Document source
----------

Tortoise
The Catastrophist
- Thrill Jockey Records
- 2016
- 44 minutes
Sept ans après le tableau d’abstractions qu’était Beacons Of Ancerstorship, les éminences grises du post-rock américain, Tortoise, reviennent avec un septième album studio. Regard sur ce retour attendu pour le groupe de Chicago qui a non seulement fait de l’expérimentation son éthique de travail, mais qui en a fait la condition même de son existence.
Et l’ironiquement titré The Catastrophist ne fait pas exception, et ce, même s’il est jusqu’ici l’album le plus accessible du quintette, lire ici, le moins cérébral. Et je le dis sans jugement de valeur: il est le premier disque de Tortoise sur lequel vous n’aurez pas besoin de vous faire les dents. On s’entend, il n’y a pas de contenu radiophonique ici, mais voilà un effort de post-pop (!) aux accents krautrock certes immersif, mais tout à fait plaisant à écouter. Et surtout, voilà un retour en phase avec «l’air du temps» pour Tortoise.
Globalement, The Catastrophist est un album qui suscite les émotions de ses auditeurs: il n’est pas un portrait qu’il vous faudrait décrypté, il est l’ambiance qui vous permet de dessiner le vôtre.
Musicalement les amateurs du triumvirat Zombi, Maserati, Trans Am seront en terrain connu. Tortoise explore ici cet épais mélange hétérogène de grooves et d’éther synthétique en adoptant des sonorités qui ont fait le renom de ces trois grands du post-rock contemporain. À noter que Mogwai a tenté également cette incursion «néo-kraut» sur Rave Tapes.
Mais The Catastrophist n’est pas un long fleuve tranquille malgré sa cohérence. On y retrouve un nouvel univers nimbé de lumière sur chaque titre.

----------

Données fournies

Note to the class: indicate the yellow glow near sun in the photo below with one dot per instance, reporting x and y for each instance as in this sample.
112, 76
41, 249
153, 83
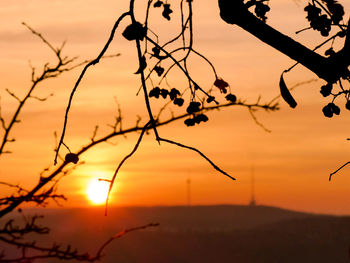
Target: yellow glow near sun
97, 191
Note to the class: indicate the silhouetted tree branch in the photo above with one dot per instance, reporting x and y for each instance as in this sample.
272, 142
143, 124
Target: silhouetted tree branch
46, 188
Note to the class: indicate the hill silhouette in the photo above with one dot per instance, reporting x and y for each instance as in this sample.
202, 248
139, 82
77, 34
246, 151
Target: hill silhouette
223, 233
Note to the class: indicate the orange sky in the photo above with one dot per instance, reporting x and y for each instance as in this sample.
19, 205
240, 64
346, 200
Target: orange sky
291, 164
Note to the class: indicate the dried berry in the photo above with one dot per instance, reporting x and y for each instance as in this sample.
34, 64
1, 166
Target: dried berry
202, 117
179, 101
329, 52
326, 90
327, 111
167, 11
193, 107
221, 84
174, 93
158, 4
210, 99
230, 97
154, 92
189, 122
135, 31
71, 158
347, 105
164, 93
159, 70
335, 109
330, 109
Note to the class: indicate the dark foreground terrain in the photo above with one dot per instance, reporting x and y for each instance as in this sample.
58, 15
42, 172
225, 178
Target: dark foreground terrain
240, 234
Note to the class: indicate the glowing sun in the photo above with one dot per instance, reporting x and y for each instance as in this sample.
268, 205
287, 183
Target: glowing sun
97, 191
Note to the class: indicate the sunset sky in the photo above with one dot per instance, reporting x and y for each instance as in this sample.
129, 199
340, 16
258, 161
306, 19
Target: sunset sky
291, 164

----------

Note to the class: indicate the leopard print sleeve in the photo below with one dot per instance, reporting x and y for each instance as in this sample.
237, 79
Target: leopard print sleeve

----------

Consignes de l'exercice
1. Recopiez, dans la critique de The Catastrophist, tout ce qui va de « Globalement, The Catastrophist » jusqu'à « sur Rave Tapes. ».
2. D'après la critique de The Catastrophist, sur quel album Mogwai a-t-il lui aussi tenté une incursion « néo-kraut » ?

Corrigé des consignes
1.
Globalement, The Catastrophist est un album qui suscite les émotions de ses auditeurs: il n’est pas un portrait qu’il vous faudrait décrypté, il est l’ambiance qui vous permet de dessiner le vôtre.
Musicalement les amateurs du triumvirat Zombi, Maserati, Trans Am seront en terrain connu. Tortoise explore ici cet épais mélange hétérogène de grooves et d’éther synthétique en adoptant des sonorités qui ont fait le renom de ces trois grands du post-rock contemporain. À noter que Mogwai a tenté également cette incursion «néo-kraut» sur Rave Tapes.

2. Sur Rave Tapes.